What to work on: Copy out the records, requests included, starting with the line containing "Check that one keypoint sits on every instance of the running" and continuing through the last line of the records. In each answer, multiply every coordinate by 1.95 and round to a whole number, with halves rounded up.

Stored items
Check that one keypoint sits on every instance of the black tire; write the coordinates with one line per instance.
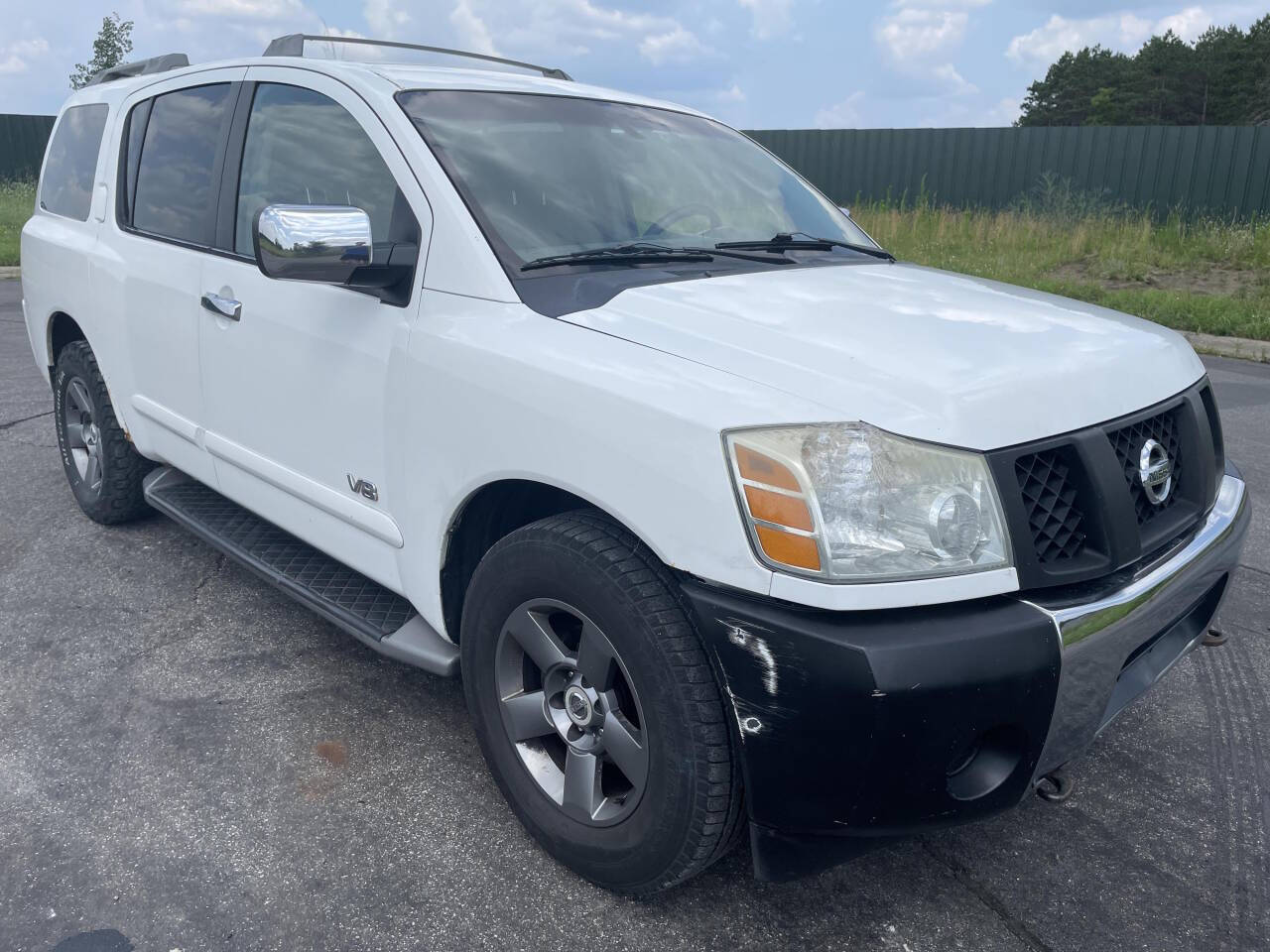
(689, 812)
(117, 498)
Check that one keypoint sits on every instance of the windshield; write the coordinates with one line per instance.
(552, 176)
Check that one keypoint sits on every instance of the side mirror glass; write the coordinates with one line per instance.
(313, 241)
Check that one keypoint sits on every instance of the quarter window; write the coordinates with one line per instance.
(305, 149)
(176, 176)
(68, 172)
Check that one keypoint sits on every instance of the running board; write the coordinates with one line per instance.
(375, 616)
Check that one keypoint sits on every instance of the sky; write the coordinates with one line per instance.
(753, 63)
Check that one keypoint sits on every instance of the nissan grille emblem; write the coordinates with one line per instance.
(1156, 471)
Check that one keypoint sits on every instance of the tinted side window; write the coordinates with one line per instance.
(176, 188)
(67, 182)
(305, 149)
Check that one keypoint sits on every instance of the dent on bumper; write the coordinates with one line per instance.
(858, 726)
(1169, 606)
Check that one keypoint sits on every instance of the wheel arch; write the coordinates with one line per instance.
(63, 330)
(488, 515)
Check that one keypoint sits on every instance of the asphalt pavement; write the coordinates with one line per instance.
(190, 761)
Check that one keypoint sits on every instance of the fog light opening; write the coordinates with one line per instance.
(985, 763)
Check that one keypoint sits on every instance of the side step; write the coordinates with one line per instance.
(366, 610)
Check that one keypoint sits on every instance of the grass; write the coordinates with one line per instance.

Solved exercise:
Check that one keypoint sits on every instance of the running board; write the coordinates with one line per instance.
(731, 1201)
Check that one keypoint sits on every instance of the sky; write the coordinates with one line per instance.
(1468, 123)
Check that one keypoint sits on every instance of the nissan grille emblem; write the coordinates with one line per instance.
(2254, 918)
Check that one keypoint sits on every instance of the tinted side window; write the coordinates with one line per instance.
(343, 367)
(131, 355)
(595, 291)
Check that one keypoint sits on every instance of the dent on bumper; write the coordinates with one line per instance.
(1673, 1416)
(2280, 1182)
Check that one keypoint sits on every instance of the wheel arch; write the coordinates with one line per instance.
(123, 644)
(952, 1004)
Check that one keypoint sits on every instance of the asphalt pavement; write the coordinates with one line per instance.
(371, 1484)
Check that one keypoint sits on every instance of the fog light opening; write the coordinates with one line per instance.
(1921, 1488)
Check that one keypoint sits on every instance of the side step; write the coordinates with one line per instance.
(714, 1190)
Check that one keypoint sits on every instance of the grass; write the coordinates with one line per instance.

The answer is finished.